Assignment
State how many lines of the data contain the word "sunlit", and write nothing besides the number.

━━━━━━

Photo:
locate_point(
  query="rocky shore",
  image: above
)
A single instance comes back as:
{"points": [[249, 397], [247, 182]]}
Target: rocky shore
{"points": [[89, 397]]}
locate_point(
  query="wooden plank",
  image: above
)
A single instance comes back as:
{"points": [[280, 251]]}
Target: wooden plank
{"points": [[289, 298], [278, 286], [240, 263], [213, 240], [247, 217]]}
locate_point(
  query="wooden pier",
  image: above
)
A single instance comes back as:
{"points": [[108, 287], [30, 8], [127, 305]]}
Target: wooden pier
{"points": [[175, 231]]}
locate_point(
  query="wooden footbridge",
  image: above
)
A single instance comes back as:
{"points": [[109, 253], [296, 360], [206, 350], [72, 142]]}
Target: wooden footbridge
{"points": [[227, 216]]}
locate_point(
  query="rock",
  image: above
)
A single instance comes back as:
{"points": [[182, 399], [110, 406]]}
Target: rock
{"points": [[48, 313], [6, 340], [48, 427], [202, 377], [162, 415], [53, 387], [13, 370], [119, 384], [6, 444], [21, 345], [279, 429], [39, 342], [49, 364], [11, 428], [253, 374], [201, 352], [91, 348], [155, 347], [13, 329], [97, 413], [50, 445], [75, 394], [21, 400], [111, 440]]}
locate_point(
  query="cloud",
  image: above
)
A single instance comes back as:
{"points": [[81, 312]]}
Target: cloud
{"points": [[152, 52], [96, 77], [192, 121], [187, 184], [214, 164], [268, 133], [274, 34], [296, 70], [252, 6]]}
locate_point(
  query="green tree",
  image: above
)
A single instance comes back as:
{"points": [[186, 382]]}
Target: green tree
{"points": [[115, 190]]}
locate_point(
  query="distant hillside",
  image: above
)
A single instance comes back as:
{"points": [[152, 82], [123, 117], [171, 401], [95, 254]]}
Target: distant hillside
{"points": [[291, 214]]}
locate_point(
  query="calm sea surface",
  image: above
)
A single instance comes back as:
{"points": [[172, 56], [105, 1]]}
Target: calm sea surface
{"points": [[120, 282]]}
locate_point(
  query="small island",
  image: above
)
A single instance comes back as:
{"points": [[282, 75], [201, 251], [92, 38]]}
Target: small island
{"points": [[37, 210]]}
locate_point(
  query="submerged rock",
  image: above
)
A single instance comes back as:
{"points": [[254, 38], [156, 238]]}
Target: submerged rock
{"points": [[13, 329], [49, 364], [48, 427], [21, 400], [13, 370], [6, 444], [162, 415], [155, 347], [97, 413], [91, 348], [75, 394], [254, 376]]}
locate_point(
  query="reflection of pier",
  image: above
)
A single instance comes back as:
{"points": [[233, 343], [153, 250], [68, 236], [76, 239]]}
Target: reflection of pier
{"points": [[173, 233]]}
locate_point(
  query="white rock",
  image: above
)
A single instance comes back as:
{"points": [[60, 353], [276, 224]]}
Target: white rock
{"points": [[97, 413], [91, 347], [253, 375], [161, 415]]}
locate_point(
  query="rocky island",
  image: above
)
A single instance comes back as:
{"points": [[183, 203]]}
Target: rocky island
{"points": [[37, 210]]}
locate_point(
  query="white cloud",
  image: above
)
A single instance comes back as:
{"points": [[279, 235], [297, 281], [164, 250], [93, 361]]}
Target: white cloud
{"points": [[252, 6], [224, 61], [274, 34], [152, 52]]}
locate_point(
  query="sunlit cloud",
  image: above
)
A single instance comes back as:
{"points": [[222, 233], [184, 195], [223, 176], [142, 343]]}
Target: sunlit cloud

━━━━━━

Written answer
2